--- RECORDS PROVIDED Enclosed Below ---

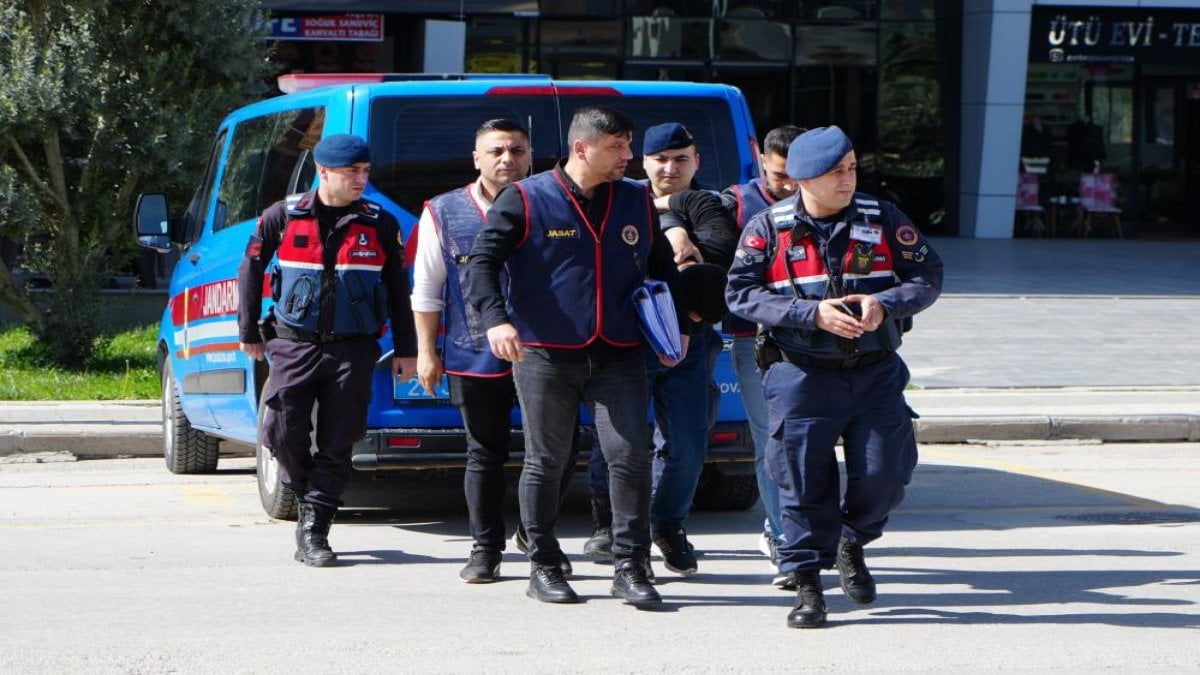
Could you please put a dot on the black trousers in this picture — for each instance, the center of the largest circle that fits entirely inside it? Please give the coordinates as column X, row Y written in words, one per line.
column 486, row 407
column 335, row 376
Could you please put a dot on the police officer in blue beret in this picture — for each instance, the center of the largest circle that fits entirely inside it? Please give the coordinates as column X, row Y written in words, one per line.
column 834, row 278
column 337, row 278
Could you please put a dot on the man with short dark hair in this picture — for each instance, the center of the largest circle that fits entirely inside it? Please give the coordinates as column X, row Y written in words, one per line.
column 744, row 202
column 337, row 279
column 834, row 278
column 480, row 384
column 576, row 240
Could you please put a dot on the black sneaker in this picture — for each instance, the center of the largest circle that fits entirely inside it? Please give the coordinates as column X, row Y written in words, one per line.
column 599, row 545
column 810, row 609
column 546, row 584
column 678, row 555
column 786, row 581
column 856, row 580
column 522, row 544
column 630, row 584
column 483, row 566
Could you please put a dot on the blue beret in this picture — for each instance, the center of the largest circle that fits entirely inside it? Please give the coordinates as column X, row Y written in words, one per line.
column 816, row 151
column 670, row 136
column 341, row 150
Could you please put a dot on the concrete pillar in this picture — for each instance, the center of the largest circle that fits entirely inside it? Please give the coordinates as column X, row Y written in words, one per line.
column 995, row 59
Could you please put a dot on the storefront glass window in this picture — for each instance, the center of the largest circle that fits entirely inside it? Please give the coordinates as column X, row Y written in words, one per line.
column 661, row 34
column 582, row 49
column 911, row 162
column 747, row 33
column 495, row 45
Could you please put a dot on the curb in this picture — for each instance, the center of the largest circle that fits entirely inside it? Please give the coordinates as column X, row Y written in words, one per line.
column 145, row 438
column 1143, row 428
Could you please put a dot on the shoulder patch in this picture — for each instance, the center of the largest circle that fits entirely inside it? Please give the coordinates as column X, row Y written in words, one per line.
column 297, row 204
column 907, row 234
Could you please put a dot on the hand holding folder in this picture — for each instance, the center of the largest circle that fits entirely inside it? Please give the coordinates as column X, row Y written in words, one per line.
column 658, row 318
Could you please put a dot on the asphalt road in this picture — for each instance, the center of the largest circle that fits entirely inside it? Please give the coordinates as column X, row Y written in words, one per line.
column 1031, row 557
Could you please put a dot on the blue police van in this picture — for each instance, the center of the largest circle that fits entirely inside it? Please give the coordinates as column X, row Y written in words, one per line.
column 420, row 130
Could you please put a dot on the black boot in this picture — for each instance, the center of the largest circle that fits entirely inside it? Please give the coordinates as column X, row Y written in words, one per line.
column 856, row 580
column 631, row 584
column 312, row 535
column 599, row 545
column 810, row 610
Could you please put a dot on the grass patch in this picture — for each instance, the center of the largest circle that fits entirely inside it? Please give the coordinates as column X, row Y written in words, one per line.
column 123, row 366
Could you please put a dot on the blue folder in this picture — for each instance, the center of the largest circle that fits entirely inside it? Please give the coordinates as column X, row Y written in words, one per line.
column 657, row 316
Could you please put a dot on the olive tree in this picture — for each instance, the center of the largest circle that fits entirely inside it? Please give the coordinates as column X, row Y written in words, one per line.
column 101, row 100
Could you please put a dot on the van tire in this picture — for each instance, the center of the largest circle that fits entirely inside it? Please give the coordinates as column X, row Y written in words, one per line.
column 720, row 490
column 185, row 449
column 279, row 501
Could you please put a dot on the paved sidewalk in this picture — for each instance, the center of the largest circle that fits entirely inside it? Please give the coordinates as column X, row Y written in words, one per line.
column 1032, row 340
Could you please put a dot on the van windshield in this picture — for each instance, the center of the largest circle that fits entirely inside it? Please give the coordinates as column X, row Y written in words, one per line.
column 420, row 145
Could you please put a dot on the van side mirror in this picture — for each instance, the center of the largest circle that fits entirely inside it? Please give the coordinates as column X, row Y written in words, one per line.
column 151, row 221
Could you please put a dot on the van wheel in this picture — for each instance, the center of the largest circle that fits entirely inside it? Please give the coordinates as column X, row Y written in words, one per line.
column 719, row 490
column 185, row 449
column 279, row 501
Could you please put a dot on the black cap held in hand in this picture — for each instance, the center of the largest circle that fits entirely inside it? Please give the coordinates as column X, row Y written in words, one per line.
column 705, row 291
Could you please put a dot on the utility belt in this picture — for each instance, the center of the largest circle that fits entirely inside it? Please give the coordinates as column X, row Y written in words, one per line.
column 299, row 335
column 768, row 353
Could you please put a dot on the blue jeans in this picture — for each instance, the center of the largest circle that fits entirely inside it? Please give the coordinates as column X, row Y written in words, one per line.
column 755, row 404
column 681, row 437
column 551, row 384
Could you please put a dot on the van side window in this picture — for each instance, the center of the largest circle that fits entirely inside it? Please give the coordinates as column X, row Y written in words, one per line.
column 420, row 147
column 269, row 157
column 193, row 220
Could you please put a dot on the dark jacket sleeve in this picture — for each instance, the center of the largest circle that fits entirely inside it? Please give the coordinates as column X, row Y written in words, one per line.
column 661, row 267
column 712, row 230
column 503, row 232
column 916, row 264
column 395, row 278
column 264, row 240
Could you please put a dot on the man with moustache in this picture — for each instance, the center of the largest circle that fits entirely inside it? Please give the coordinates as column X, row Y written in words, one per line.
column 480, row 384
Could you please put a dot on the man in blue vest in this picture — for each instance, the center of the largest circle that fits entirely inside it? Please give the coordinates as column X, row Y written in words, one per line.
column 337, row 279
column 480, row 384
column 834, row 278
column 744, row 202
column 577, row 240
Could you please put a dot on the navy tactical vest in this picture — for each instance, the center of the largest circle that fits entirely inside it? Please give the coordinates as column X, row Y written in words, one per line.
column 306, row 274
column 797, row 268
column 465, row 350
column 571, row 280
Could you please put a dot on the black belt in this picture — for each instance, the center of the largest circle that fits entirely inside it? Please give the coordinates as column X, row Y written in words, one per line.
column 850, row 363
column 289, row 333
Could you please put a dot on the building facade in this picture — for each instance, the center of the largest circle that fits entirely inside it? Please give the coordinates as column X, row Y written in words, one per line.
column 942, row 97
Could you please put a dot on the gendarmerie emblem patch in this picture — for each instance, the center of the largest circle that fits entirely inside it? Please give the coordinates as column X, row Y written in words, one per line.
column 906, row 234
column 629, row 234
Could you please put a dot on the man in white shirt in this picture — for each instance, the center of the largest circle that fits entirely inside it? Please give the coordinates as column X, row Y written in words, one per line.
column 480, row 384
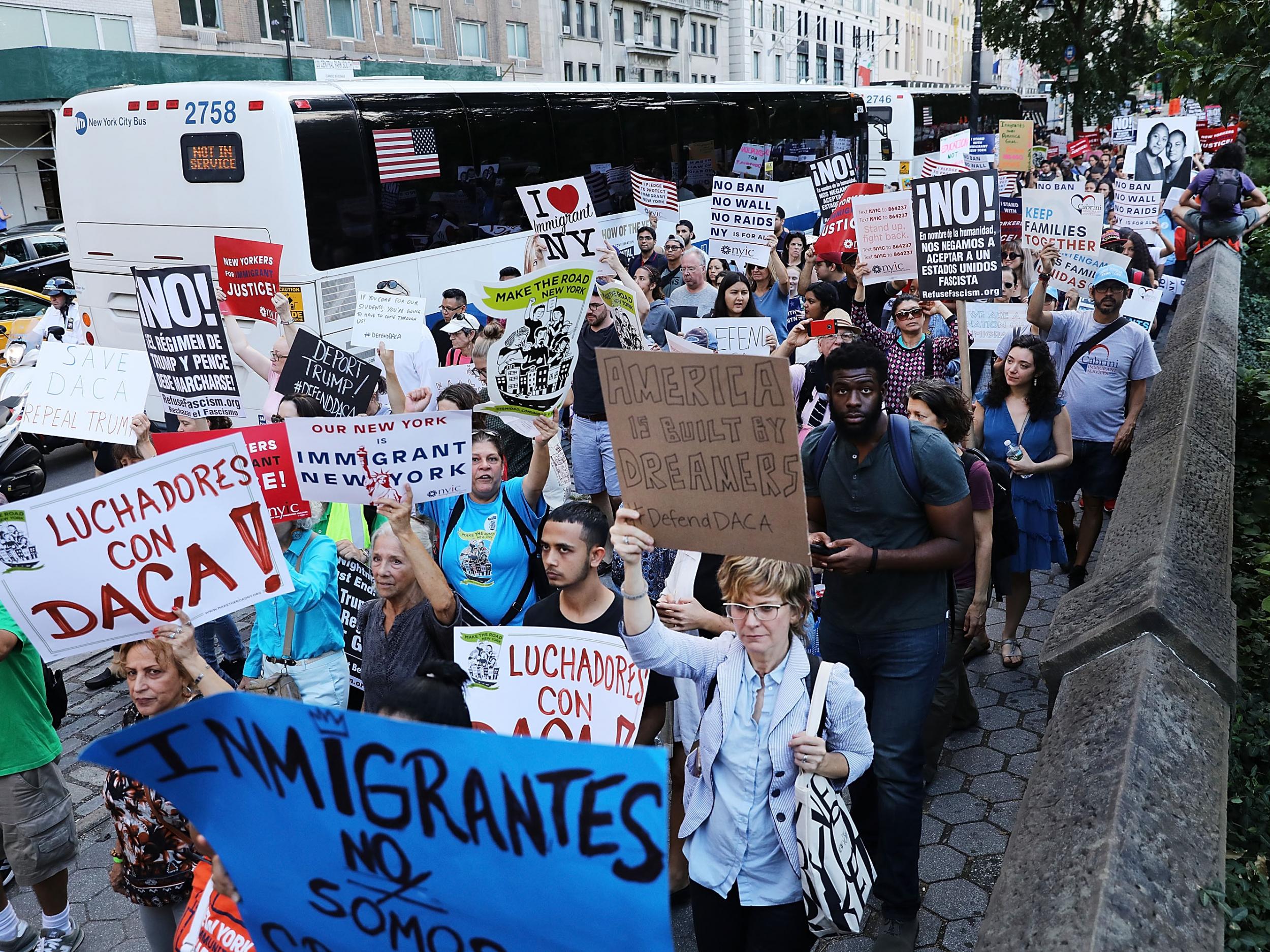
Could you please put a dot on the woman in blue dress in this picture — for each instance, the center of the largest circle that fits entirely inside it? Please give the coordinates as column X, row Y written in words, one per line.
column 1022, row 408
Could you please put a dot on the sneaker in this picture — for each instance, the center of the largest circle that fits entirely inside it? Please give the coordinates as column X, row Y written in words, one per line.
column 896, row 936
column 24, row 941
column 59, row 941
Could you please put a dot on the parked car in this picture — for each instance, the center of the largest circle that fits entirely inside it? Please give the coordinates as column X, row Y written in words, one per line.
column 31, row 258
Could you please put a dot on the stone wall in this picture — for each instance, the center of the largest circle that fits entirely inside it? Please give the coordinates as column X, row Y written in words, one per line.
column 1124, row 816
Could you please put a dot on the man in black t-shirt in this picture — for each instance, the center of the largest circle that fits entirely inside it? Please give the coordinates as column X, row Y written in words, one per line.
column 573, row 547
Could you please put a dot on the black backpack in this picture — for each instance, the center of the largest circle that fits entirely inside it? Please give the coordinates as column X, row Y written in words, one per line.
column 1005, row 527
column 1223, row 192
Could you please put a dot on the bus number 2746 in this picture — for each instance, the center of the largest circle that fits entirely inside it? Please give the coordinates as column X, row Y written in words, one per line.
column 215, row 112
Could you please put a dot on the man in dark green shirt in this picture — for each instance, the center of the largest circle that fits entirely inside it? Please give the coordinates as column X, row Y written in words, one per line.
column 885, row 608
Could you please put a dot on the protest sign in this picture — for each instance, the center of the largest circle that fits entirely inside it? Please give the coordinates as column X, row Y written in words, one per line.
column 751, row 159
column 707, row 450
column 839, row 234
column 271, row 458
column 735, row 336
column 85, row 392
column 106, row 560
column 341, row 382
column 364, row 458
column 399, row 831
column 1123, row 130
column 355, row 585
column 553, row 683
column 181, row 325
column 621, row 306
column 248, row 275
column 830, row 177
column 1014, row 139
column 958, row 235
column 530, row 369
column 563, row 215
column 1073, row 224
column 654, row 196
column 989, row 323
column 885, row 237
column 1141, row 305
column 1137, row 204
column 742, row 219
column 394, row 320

--- End of Enclosed RECORDS PROVIDED ---

▸ **DESCRIPTION OF THE TASK**
Give back, unchanged, every line from the one with "Could you please put a dot on the black backpack" to the end of the entries above.

▸ **YOUR SOLUTION**
Could you please put a dot on the black backpack in this picture — for each instance, the center of the largest circle that fits entirely inside it? Please give the coordinates as column X, row Y written in words, one per line.
column 1005, row 527
column 1223, row 192
Could you please put a dot on the bus number 2746 in this picture — for each instance, the center of the largest circle that fits entirely inside it? Please give the coordinates as column X, row Y written in words, one per line.
column 215, row 112
Could you please put a dot on the man in dark green shirt in this picture — for each instance, the center of the largest circle that fits entirely inside it? Please give the coordinates as column X, row Y written in words, one per line.
column 885, row 608
Could you please put a dot on the protest sign in this picture — for each instance, the center of the largest circle that fits entirely inside it? Please give the coordinates as column X, row Y written in words, one per line.
column 751, row 159
column 707, row 450
column 839, row 234
column 271, row 458
column 735, row 336
column 85, row 392
column 106, row 560
column 341, row 382
column 364, row 458
column 399, row 831
column 1123, row 130
column 355, row 585
column 553, row 683
column 181, row 325
column 621, row 306
column 248, row 275
column 830, row 177
column 1014, row 139
column 958, row 235
column 530, row 369
column 563, row 215
column 1073, row 224
column 654, row 196
column 989, row 323
column 885, row 237
column 1141, row 305
column 1137, row 204
column 742, row 219
column 394, row 320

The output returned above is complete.